Stored data:
------------------------------

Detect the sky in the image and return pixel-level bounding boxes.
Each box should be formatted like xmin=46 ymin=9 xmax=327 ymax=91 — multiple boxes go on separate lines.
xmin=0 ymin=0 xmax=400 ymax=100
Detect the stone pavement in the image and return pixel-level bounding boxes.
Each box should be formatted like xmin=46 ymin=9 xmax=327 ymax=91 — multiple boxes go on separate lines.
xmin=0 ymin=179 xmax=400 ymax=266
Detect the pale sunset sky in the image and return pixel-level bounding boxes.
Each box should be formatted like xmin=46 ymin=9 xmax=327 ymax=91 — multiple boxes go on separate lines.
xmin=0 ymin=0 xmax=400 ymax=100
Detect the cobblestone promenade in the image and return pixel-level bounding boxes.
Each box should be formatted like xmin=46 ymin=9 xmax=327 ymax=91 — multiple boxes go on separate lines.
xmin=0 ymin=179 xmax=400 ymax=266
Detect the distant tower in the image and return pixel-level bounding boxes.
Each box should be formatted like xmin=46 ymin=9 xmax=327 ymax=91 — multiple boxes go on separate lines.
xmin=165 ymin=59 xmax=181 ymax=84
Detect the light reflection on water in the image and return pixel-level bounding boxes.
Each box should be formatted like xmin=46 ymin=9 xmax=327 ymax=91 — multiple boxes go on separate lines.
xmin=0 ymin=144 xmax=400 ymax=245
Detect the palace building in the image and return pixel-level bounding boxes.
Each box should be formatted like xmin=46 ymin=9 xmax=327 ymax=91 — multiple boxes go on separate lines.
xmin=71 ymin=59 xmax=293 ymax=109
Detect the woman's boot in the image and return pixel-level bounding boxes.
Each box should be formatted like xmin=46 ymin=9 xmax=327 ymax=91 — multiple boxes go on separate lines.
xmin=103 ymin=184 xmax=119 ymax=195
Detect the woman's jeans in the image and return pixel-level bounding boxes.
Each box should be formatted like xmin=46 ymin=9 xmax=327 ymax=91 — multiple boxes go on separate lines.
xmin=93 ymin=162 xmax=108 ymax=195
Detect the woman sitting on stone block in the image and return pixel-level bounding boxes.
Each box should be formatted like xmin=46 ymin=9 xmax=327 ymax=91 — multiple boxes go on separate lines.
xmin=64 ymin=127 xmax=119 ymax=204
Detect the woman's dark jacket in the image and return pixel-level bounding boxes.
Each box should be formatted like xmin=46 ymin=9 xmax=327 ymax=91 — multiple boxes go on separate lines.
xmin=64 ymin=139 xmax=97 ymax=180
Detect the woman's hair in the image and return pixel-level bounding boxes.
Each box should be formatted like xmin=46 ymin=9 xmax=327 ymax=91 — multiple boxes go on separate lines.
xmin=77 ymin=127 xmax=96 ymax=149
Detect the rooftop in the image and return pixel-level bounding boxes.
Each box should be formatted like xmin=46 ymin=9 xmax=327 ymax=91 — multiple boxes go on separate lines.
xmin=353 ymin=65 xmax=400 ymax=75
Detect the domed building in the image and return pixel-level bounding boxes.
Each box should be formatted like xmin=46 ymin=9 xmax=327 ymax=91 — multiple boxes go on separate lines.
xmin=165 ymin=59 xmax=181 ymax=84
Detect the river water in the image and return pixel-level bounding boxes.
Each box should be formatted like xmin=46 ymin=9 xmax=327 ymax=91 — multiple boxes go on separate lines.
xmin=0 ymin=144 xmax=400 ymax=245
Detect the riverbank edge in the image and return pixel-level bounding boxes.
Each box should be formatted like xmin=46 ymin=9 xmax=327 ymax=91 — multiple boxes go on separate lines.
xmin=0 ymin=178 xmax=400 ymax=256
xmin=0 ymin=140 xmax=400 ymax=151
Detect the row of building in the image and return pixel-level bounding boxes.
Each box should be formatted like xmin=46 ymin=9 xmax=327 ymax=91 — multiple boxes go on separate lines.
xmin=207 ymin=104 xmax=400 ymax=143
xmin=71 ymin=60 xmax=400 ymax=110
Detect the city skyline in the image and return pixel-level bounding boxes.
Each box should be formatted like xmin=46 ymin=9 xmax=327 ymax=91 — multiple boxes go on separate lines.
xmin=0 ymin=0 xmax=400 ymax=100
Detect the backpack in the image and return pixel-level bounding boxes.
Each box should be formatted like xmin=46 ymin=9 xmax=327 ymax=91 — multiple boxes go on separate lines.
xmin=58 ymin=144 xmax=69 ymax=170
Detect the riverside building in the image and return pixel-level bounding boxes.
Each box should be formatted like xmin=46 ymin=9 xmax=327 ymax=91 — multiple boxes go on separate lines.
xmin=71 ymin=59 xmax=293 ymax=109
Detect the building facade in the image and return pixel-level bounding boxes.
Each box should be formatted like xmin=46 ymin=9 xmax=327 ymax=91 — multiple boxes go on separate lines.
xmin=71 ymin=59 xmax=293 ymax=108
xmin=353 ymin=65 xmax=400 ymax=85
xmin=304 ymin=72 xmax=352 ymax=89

------------------------------

Rescale the lines from the one containing "Detect the domed" through the end of the material, inclusive, reproducing them with the requests unchanged and every answer coordinate multiplied by 1.35 and rounded to a whole number, halves up. Leave the numbers in the requests and their format samples as they are.

◆ Answer to the exercise:
Detect the domed building in the image and return pixel-level bounding boxes.
Each box should be formatted like xmin=46 ymin=9 xmax=327 ymax=91 — multiple boxes go on separate lines.
xmin=223 ymin=80 xmax=244 ymax=113
Detect the river water in the image and return pixel-level bounding boxes.
Each box should be formatted like xmin=46 ymin=9 xmax=327 ymax=91 — multiple boxes go on separate lines.
xmin=0 ymin=194 xmax=540 ymax=331
Detect the riverbank edge in the image and return pixel-level bounding boxes.
Each box should be formatted like xmin=46 ymin=9 xmax=327 ymax=91 — multiple boxes go on separate lines.
xmin=0 ymin=240 xmax=540 ymax=346
xmin=0 ymin=189 xmax=540 ymax=204
Detect the row of building in the image and return pixel-level bounding boxes.
Each box should be formatted like xmin=46 ymin=9 xmax=327 ymax=91 — multiple boxes go on separate lines.
xmin=279 ymin=140 xmax=540 ymax=193
xmin=96 ymin=81 xmax=540 ymax=149
Detect the city skyline in the image and return pixel-level bounding boxes.
Each box should be formatted like xmin=46 ymin=9 xmax=327 ymax=91 — multiple boxes go on separate lines.
xmin=0 ymin=0 xmax=540 ymax=135
Detect the backpack in the image and return pixel-level bounding boxes.
Each box should be formatted like xmin=46 ymin=9 xmax=327 ymax=91 — multiple boxes go on separate lines.
xmin=78 ymin=194 xmax=93 ymax=230
Detect the riverside building in the image and return pixel-level bounding boxes.
Each box should be formatted like xmin=46 ymin=9 xmax=327 ymax=91 — multiple boxes go on separate lines.
xmin=96 ymin=80 xmax=396 ymax=147
Detect the building facade in the image and return pixel-level bounding boxes.
Each box should be formatted like xmin=46 ymin=9 xmax=327 ymax=91 — multiple boxes go on separate lines.
xmin=96 ymin=80 xmax=396 ymax=146
xmin=477 ymin=88 xmax=540 ymax=115
xmin=410 ymin=97 xmax=475 ymax=120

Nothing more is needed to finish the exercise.